══ Exercise input ══

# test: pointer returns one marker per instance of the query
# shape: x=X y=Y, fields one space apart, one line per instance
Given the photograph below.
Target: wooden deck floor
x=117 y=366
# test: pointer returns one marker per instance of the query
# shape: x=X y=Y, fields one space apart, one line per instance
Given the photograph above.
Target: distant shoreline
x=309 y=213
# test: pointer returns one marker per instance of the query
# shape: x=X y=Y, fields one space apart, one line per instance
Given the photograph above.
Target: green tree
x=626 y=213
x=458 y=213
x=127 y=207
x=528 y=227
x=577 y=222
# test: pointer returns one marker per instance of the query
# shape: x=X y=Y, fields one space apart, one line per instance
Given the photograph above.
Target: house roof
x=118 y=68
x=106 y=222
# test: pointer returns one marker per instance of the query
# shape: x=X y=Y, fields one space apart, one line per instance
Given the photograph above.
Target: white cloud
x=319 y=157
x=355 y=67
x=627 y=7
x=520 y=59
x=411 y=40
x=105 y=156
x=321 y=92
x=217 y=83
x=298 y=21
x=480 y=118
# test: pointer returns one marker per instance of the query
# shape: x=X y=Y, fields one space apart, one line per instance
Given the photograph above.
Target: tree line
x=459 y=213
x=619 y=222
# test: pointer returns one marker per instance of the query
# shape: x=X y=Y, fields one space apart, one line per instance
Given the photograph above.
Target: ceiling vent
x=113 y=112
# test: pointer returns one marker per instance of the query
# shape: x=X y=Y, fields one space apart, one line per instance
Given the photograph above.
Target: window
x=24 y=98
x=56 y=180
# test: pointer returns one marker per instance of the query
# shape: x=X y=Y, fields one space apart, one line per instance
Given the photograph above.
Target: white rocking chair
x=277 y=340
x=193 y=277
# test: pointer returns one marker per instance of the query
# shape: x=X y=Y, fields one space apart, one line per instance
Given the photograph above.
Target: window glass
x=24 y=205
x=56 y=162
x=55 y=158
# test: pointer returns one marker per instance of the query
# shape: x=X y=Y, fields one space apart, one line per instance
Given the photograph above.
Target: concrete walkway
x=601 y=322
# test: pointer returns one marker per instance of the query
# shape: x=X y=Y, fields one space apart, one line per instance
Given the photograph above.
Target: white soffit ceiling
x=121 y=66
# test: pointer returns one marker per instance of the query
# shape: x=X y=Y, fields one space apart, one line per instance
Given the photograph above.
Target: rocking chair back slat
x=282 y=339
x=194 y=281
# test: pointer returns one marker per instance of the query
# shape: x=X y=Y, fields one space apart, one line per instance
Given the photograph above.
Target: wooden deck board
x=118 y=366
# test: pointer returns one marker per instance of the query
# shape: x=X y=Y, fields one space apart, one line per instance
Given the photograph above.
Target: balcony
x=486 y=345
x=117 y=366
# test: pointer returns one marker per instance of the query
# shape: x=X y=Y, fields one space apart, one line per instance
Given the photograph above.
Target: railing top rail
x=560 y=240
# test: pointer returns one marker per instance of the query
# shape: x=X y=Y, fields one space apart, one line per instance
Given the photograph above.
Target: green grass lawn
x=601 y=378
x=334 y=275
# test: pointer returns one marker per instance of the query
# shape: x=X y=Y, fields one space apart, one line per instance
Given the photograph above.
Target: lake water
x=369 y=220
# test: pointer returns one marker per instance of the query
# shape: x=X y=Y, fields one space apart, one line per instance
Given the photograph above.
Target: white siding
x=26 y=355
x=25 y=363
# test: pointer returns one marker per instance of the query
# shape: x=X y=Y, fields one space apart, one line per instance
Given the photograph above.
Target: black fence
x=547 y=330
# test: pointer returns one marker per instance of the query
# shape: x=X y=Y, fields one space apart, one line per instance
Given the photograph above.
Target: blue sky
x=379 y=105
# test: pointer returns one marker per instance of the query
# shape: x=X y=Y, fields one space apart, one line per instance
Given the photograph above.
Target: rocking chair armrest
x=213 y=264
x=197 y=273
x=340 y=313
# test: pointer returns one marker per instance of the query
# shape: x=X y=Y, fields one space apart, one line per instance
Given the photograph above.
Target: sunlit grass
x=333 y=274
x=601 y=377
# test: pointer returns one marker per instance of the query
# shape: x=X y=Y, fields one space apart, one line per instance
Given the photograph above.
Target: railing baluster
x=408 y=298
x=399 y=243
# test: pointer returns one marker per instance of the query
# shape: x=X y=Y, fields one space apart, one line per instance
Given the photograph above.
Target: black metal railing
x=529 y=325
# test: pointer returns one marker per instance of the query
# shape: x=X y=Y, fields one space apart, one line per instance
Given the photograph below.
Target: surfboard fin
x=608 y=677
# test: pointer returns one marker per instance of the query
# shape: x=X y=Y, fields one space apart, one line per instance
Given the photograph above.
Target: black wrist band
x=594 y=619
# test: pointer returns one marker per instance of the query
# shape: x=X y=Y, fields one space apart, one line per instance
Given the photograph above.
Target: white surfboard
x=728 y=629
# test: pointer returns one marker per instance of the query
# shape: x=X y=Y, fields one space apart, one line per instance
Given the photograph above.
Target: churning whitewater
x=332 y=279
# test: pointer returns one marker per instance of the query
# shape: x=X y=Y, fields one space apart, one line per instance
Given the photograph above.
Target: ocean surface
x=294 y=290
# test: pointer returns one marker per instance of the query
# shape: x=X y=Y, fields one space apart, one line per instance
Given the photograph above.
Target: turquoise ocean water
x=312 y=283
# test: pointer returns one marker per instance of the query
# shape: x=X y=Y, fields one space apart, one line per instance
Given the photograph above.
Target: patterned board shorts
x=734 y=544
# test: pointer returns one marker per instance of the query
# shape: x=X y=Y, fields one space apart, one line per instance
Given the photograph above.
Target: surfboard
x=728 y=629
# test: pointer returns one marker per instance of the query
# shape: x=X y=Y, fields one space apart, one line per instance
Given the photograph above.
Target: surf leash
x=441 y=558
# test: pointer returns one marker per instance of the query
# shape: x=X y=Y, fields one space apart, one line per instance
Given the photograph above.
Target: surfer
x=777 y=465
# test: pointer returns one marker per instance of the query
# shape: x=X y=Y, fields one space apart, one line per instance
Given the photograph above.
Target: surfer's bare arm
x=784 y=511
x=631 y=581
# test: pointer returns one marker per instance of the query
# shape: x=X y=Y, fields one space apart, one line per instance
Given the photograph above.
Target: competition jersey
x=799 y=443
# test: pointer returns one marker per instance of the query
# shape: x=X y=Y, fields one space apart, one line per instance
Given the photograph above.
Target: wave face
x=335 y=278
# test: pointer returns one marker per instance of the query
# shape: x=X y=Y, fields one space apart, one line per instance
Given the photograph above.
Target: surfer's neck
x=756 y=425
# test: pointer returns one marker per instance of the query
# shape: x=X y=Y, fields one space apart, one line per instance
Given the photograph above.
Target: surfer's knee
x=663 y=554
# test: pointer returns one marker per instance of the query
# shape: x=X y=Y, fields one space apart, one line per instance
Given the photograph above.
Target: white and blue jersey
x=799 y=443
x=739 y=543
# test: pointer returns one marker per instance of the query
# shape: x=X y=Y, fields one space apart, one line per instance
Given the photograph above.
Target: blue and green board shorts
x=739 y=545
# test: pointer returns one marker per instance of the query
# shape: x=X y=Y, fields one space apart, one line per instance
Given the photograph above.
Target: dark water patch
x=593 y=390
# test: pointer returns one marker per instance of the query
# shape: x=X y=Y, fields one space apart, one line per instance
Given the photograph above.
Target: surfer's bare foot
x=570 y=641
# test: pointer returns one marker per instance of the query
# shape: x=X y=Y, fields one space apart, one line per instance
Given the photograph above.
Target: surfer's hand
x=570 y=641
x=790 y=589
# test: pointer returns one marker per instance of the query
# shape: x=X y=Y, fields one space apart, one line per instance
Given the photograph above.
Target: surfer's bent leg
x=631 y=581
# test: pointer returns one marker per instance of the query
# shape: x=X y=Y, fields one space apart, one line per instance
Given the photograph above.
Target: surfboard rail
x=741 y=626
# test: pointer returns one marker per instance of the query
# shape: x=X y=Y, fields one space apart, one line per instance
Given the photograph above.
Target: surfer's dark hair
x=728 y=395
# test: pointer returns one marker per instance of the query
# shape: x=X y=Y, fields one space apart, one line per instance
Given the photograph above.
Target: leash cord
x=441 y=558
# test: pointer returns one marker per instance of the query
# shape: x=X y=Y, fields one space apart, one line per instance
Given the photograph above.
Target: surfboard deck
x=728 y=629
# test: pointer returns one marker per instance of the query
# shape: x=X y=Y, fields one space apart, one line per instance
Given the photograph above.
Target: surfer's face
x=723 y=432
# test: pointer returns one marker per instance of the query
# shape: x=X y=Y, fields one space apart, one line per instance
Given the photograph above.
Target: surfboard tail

═══

Exercise description:
Copy the material from its beginning through the line containing "x=309 y=213", swapping every "Target" for "Object" and leaving all else unchanged.

Output of the exercise:
# test: pointer returns one marker per instance of the query
# shape: x=X y=Y, fields one space apart, one line per instance
Given the photograph below.
Object: wooden deck floor
x=117 y=366
# test: pointer returns one marker per instance of the query
# shape: x=X y=Y, fields one space apart, one line per instance
Given the photograph above.
Object: distant shoreline
x=309 y=213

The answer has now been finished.